Material to process:
——
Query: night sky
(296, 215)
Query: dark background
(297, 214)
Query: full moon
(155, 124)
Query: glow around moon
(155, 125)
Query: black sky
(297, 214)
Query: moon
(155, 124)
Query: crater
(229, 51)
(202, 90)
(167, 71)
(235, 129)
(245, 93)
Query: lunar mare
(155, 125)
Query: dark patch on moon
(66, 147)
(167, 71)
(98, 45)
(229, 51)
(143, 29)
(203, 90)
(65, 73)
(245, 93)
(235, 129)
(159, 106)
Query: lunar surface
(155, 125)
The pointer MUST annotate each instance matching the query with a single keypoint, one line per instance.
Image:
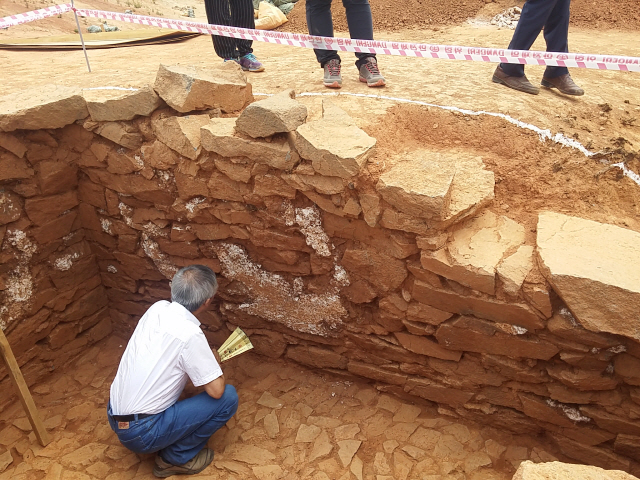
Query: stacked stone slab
(407, 278)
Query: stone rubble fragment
(280, 113)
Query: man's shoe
(250, 63)
(332, 77)
(564, 83)
(195, 465)
(517, 83)
(370, 74)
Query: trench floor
(292, 423)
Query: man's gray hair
(192, 286)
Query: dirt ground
(291, 423)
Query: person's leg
(219, 13)
(556, 34)
(360, 24)
(190, 423)
(242, 16)
(320, 23)
(535, 14)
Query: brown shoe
(195, 465)
(517, 83)
(564, 83)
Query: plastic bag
(269, 17)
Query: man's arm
(215, 388)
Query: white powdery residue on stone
(289, 213)
(191, 204)
(618, 349)
(274, 298)
(106, 225)
(340, 276)
(571, 413)
(566, 313)
(152, 250)
(20, 285)
(510, 329)
(18, 239)
(311, 227)
(66, 262)
(154, 230)
(127, 212)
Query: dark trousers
(320, 24)
(233, 13)
(553, 16)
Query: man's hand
(215, 388)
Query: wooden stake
(23, 391)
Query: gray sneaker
(332, 77)
(370, 74)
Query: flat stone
(515, 268)
(271, 425)
(12, 144)
(269, 401)
(219, 136)
(268, 472)
(186, 88)
(595, 268)
(425, 346)
(346, 432)
(251, 454)
(475, 335)
(321, 447)
(346, 450)
(181, 134)
(473, 254)
(418, 184)
(557, 470)
(335, 146)
(110, 105)
(482, 306)
(307, 433)
(43, 107)
(277, 114)
(475, 461)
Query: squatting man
(167, 348)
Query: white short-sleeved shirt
(166, 348)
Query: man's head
(192, 286)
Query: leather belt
(131, 418)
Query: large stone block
——
Exercise description:
Rewrite every line of the items above, keeping each "Query:" line and increasing both coordinates of every answer point by 5. Leave out the picture lines.

Full solution:
Query: night sky
(301, 220)
Query: dark background
(302, 219)
Query: full moon
(160, 129)
Query: glow around moon
(160, 130)
Query: black sky
(302, 219)
Query: moon
(160, 129)
Query: crater
(234, 56)
(207, 95)
(172, 76)
(240, 134)
(250, 98)
Query: lunar mare
(160, 130)
Query: dark patch on moon
(71, 152)
(172, 76)
(103, 50)
(234, 56)
(148, 34)
(208, 95)
(70, 78)
(250, 98)
(240, 134)
(164, 111)
Query: lunar surface
(160, 130)
The pointer MUST annotate each instance matching the query with a single keypoint, one line per instance.
Image:
Query: stacked stone slab
(412, 283)
Query: stone rubble fragment
(285, 118)
Query: man's shoe
(255, 68)
(337, 82)
(569, 88)
(200, 470)
(522, 88)
(375, 79)
Query: trench floor
(297, 428)
Query: man's gray hair
(197, 291)
Query: dirt ground
(296, 428)
Query: person's leg
(224, 18)
(561, 39)
(365, 29)
(195, 428)
(247, 21)
(325, 28)
(540, 19)
Query: brown shoe
(200, 470)
(522, 88)
(569, 88)
Query: plastic bag
(274, 22)
Query: man's arm
(220, 393)
Query: white powdery residue on stone
(294, 218)
(196, 209)
(623, 354)
(279, 303)
(111, 230)
(345, 281)
(576, 418)
(571, 318)
(157, 255)
(25, 290)
(515, 334)
(23, 244)
(316, 232)
(71, 267)
(159, 235)
(132, 217)
Query: dark trousers
(325, 29)
(238, 18)
(558, 21)
Query: man's hand
(220, 393)
Query: wooden stake
(28, 396)
Query: gray sneaker
(337, 82)
(375, 79)
Query: flat stone
(520, 273)
(276, 430)
(17, 149)
(274, 406)
(224, 141)
(273, 477)
(191, 93)
(600, 273)
(430, 351)
(351, 437)
(256, 459)
(480, 340)
(326, 452)
(351, 455)
(186, 139)
(478, 259)
(423, 189)
(562, 475)
(340, 151)
(115, 110)
(487, 311)
(312, 438)
(48, 112)
(282, 119)
(480, 466)
Query: squatting man
(172, 353)
Query: white short-sleeved shirt
(171, 353)
Query: man's head
(197, 291)
Query: leather belt
(136, 423)
Query: large stone block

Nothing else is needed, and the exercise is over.